--- Input data Enclosed Below ---
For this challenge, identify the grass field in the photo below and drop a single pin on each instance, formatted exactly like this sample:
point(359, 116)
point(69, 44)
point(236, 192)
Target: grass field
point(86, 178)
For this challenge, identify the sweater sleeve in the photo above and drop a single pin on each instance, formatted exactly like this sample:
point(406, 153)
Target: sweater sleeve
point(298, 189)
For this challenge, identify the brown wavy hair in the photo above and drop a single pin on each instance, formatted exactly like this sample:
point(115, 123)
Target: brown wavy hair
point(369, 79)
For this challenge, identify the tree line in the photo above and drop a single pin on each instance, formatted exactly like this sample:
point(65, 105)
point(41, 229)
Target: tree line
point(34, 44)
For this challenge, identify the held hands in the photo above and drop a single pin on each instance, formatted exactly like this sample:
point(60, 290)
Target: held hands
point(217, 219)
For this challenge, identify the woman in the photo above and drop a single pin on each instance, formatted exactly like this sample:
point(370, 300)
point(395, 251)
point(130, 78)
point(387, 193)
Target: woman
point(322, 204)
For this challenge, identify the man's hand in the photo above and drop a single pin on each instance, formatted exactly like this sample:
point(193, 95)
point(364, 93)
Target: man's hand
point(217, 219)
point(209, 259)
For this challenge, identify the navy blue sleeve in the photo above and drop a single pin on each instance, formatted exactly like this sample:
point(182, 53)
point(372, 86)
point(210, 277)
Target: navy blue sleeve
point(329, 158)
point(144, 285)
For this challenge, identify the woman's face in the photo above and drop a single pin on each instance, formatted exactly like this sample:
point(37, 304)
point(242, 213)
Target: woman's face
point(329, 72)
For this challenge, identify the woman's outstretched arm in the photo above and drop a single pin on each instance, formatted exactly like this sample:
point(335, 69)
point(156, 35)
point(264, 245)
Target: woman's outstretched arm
--- End of Enclosed Input data ---
### Work to complete
From the entries above, write out only the lines starting at the line that holds "For this challenge, identify the held" and ending at the line that holds "point(364, 93)", keeping both and matching them exactly.

### Written response
For this challenge, identify the held hands in the photo above and drop a single pin on each instance, formatted exactly like this sample:
point(60, 290)
Target: held hands
point(217, 219)
For this challenge, identify the woman in the photo above and drop a single pin on each instance, formatted exactly like this sample:
point(370, 300)
point(395, 251)
point(130, 78)
point(387, 193)
Target: woman
point(322, 204)
For this challenge, identify the man's hand in the photo above and drop a single pin on each instance, formatted exactly like this sample:
point(193, 95)
point(364, 93)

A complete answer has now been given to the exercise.